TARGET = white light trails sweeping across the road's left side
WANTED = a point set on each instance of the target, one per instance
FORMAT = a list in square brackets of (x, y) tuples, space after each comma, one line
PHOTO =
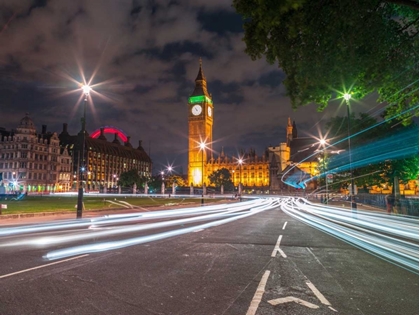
[(87, 229)]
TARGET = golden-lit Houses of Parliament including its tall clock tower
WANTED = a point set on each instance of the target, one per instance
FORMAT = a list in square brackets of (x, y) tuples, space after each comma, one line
[(250, 170)]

__ABOUT THIS EXERCISE__
Could you repeat all of the data exactly, minus the pictures?

__ANSWER TO THIS PROBLEM__
TARGET = white light trails sweeping across the road's left side
WANTED = a point set on each instance of the target, one per instance
FORMAT = a list in square brackets of (x, y) tuples, space after each comma, one line
PHOTO =
[(87, 229)]
TARGET = golden-lit Houses of Parliament including its tall clock tower
WANTED = a point set on each instance of the target, one per instance
FORMAT = a list in square brackets of (x, y) tuples, space after each comma, one line
[(250, 170)]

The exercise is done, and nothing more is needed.